§ BRONTEKST
---------------

Zodra dit het geval is dient de ambtenaar te worden ingedeeld in de voor de functie geldende

functieschaal.

Artikel 3:4 Salarisverhoging

1.Aan een ambtenaar wordt een salarisverhoging naar de volgende periodiek

toegekend als is voldaan aan de volgende voorwaarden:

  • a.

    de ambtenaar functioneert voldoende;

  • b.

    de ambtenaar heeft het maximum van de functieschaal nog niet bereikt;

  • c.

    er zijn twaalf maanden verstreken sinds zijn aanstelling , zijn laatste

periodieke salarisverhoging of zijn promotie.

2.Het college kan aan toekenning van een periodieke salarisverhoging aanvullende

voorwaarden stellen.

  • 3.

---------------

§ OPDRACHTEN
(1) Leg in één tot drie zinnen uit onder welke voorwaarden een ambtenaar volgens de brontekst over salarisverhoging een verhoging naar de volgende periodiek krijgt.
(2) Zet de brontekst over salarisverhoging voort vanaf het punt waar die ophoudt.
De gegevens heb je voor deze opdrachten niet nodig.

§ GEGEVENSFRAGMENT
---------------

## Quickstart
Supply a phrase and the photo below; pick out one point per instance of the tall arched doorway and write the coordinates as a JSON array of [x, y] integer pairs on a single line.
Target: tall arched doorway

---------------

§ ANTWOORDEN
(1) Een ambtenaar krijgt een verhoging naar de volgende periodiek als hij voldoende functioneert en het maximum van de functieschaal nog niet heeft bereikt. Daarnaast moeten er twaalf maanden verstreken zijn sinds zijn aanstelling, zijn laatste periodieke salarisverhoging of zijn promotie. Het college kan daar nog aanvullende voorwaarden aan stellen.

(2)
    Het college kan een ambtenaar een extra periodieke salarisverhoging toekennen.

  • 4.

    In afwijking van het eerste lid, aanhef en onderdeel c, kan het college voor de

ambtenaar of voor groepen ambtenaren een vaste verhogingsdatum vaststellen.

Toelichting

Lid 2

Het college heeft de mogelijkheid om – in afwijking van lid 1 – het toekennen van een

periodiek afhankelijk te stellen van een periodieke beoordeling van het functioneren van de

ambtenaar. De invoering en het gebruik van een systeem van periodieke functionerings-en

beoordelingsgesprekken vereist de instemming van de OR.

Lid 3

Het college heeft de mogelijkheid om een extra periodiek toe te kennen. De toekenning van

deze periodiek heeft, net als de reguliere periodiek, een blijvend karakter in tegenstelling tot

de flexibele beloningen op grond van artikel 3:8 en 3:20.

Artikel 3:5 Verlaging salarisschaal

1.Zonder voorafgaand ontslag kan voor de ambtenaar geen salarisschaal gaan gelden

met een lager maximumsalaris, tenzij hiervoor in deze regeling, of andere wet-en

regelgeving, een grond aanwezig is.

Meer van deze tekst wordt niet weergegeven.